(Entries from a pointing dataset)
********************

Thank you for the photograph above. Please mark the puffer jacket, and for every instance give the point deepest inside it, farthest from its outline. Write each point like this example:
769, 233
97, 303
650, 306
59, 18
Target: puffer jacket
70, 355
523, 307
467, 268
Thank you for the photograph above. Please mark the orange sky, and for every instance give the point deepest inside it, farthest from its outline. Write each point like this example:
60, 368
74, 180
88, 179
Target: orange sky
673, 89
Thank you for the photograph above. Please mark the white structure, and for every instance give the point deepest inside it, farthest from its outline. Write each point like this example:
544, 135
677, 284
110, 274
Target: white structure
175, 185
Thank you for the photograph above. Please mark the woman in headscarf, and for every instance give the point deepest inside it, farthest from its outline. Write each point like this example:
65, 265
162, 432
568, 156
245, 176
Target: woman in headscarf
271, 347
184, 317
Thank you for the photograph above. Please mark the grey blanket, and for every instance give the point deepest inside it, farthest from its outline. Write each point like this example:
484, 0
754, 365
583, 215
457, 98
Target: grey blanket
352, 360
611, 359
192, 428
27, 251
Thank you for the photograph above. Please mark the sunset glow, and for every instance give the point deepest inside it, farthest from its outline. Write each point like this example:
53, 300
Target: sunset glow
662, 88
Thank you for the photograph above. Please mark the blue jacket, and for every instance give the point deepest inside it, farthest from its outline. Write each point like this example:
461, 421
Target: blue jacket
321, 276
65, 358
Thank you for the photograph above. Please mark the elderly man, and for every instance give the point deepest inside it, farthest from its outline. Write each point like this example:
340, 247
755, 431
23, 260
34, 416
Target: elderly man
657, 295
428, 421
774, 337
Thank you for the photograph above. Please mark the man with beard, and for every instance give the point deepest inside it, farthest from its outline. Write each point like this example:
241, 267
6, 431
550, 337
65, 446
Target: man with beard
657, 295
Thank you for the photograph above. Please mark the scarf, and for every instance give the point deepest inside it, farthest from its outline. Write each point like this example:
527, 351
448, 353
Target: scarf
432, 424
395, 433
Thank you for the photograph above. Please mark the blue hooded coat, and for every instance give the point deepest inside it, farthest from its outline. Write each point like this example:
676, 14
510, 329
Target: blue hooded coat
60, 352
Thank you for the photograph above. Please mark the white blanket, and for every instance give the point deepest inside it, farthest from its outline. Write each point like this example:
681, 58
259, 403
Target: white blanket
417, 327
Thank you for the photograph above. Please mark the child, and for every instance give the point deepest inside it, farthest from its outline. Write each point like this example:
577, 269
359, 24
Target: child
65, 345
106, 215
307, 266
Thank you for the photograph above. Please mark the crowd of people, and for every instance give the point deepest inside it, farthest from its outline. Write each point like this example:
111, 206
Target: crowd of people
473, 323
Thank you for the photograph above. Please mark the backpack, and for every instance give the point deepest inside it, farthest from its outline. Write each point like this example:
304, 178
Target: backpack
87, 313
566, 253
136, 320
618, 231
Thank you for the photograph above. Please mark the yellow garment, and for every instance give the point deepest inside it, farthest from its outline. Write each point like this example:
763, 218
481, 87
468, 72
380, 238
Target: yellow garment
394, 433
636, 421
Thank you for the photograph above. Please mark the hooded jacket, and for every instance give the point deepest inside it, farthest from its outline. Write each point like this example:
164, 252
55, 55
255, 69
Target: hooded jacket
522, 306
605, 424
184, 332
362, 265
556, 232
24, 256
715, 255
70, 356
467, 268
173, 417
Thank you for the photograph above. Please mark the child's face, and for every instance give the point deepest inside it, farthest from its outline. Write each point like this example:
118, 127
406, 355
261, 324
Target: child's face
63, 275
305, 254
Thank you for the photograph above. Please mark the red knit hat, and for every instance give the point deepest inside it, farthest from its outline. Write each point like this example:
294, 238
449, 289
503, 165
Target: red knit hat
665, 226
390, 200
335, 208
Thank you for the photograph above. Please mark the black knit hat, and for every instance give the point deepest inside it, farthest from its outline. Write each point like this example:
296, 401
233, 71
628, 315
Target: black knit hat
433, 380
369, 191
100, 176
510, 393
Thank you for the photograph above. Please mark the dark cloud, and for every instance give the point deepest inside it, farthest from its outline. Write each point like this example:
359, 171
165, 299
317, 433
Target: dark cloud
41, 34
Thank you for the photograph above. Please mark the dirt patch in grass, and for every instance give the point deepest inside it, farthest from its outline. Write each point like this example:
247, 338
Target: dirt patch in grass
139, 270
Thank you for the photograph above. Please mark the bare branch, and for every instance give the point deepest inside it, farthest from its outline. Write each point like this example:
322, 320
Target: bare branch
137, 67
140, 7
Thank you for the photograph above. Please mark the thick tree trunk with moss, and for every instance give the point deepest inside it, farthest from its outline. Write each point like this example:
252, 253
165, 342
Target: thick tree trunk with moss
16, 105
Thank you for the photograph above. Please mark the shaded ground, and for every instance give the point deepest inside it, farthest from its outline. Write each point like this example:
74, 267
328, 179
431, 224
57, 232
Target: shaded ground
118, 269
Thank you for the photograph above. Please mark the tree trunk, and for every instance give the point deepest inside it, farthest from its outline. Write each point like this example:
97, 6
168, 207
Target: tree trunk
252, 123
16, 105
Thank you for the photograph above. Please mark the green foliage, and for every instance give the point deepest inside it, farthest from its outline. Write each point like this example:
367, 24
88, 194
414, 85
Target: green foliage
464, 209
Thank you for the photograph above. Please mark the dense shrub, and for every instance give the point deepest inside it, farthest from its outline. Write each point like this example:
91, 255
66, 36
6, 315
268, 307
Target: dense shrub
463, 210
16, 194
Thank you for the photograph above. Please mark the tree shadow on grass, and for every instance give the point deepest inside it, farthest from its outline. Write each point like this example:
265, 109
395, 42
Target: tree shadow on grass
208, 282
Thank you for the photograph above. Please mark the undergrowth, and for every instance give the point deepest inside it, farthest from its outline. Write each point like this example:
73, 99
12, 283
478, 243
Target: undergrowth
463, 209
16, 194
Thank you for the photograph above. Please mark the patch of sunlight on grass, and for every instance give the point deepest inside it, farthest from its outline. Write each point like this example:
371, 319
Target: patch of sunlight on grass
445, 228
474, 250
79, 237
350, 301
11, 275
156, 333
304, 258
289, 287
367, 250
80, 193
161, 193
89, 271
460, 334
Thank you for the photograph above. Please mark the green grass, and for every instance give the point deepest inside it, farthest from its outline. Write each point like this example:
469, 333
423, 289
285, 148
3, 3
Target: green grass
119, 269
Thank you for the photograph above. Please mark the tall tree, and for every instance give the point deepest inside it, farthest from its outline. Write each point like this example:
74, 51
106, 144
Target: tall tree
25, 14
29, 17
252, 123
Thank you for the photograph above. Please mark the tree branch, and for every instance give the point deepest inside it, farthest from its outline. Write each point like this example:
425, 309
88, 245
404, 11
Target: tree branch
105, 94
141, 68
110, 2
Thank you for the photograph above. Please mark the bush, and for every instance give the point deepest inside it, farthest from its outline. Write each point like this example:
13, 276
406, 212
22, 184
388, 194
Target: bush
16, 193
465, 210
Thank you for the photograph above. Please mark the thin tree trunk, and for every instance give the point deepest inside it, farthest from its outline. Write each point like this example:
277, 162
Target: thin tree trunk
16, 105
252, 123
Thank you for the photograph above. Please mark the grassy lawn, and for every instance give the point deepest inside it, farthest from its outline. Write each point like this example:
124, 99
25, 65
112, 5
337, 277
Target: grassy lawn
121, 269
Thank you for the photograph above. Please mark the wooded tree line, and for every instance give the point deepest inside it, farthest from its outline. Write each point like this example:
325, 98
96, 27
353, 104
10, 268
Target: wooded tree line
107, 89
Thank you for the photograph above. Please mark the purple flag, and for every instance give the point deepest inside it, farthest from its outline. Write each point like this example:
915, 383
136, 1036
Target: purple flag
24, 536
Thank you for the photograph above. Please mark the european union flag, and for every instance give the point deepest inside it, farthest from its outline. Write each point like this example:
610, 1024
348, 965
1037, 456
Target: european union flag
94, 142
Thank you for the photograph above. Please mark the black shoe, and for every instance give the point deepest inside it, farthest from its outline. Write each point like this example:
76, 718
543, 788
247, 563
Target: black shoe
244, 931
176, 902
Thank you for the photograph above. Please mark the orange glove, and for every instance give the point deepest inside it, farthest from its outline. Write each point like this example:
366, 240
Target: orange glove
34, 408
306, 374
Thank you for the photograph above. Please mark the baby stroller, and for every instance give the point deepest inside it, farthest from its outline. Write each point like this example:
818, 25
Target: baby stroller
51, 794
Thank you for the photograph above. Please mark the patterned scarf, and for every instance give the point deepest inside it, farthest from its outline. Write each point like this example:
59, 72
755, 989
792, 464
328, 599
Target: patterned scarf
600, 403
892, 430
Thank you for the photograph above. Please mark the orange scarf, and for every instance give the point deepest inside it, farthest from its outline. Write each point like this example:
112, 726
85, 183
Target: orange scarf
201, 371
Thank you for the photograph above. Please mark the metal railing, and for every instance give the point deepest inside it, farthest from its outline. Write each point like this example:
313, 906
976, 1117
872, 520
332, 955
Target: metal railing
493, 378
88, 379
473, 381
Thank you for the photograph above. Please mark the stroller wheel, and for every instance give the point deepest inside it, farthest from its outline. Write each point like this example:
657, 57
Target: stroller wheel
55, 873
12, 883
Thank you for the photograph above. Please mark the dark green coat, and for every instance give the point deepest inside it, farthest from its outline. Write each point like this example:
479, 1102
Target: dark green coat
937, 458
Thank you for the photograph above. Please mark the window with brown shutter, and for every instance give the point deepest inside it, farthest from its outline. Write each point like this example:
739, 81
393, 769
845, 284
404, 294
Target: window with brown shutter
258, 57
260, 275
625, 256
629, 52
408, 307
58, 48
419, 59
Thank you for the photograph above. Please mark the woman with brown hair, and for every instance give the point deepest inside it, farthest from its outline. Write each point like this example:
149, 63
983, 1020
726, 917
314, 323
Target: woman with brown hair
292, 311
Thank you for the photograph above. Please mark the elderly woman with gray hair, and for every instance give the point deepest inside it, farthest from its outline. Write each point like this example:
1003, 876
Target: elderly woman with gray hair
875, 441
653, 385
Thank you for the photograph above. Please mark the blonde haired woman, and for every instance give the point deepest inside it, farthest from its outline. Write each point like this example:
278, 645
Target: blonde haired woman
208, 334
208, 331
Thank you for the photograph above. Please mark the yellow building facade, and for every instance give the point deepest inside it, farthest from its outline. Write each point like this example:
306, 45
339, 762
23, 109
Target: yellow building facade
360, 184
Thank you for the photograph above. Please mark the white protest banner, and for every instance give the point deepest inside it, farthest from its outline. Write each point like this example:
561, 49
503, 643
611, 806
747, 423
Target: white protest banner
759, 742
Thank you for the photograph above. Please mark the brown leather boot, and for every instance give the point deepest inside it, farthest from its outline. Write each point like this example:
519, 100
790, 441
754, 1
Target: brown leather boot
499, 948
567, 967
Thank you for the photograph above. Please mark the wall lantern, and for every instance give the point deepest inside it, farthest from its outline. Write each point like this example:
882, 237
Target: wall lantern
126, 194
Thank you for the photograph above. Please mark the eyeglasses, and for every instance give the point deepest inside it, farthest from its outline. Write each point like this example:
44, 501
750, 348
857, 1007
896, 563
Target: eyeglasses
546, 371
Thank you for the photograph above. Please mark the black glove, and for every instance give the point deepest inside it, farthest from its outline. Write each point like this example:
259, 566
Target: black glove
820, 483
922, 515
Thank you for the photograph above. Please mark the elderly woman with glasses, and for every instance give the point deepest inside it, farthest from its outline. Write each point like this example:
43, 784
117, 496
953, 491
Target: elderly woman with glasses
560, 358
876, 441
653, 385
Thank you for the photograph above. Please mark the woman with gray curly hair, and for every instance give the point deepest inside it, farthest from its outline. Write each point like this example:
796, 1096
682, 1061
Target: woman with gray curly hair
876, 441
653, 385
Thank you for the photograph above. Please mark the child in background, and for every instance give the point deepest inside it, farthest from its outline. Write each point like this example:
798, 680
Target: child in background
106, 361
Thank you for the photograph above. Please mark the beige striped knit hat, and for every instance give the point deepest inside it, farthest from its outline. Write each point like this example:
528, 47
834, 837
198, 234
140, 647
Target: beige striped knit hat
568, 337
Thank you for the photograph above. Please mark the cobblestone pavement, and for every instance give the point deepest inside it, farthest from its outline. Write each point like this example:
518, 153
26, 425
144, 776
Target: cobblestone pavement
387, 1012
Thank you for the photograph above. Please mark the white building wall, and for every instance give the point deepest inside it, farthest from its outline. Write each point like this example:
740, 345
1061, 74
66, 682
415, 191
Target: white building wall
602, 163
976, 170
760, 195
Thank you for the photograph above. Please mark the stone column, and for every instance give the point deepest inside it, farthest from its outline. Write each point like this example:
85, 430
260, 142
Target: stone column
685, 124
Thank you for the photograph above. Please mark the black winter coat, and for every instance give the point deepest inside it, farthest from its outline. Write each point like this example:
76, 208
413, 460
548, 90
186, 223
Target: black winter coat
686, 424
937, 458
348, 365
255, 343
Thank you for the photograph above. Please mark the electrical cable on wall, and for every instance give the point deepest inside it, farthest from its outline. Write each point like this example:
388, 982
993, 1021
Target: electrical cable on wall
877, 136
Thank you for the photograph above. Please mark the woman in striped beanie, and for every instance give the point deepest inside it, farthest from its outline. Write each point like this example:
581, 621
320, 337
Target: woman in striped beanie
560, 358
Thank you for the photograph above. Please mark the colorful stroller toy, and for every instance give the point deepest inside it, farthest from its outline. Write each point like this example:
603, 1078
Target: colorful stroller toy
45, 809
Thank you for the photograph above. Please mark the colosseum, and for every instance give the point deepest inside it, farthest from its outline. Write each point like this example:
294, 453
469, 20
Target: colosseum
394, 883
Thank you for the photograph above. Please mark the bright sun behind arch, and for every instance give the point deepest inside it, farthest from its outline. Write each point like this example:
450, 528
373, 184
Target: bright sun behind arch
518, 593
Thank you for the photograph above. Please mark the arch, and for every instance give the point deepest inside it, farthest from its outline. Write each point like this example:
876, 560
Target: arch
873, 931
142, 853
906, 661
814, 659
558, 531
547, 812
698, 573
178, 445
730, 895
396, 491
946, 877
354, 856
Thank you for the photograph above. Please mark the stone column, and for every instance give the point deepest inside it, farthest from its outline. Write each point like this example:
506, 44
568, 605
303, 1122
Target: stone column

********************

■ Exercise details: Repeat the lines of the listing exactly, starting at the line that contains "Thank you for the photograph above. Please mark the bright" and ending at the final line of the listing.

■ Answer to the problem:
Thank you for the photograph above. Please mark the bright sun behind arch, and for every instance give the point deepest inside it, farthest from its outline. Write each point like this example:
450, 528
373, 184
Target: bright sun behind arch
518, 593
Thank you for the photograph above. Please mark the arch, and for every instance give the point deepest inside it, farthest from its outline. Write each point like this example:
876, 560
Target: arch
873, 931
142, 853
906, 661
814, 659
558, 531
547, 812
698, 573
178, 445
730, 895
396, 491
946, 877
354, 856
Thank you for the photograph above. Please mark the stone column, and for every instance give the point deepest inside it, farthest from its outline. Write each point like this example:
506, 44
568, 605
303, 1122
Target: stone column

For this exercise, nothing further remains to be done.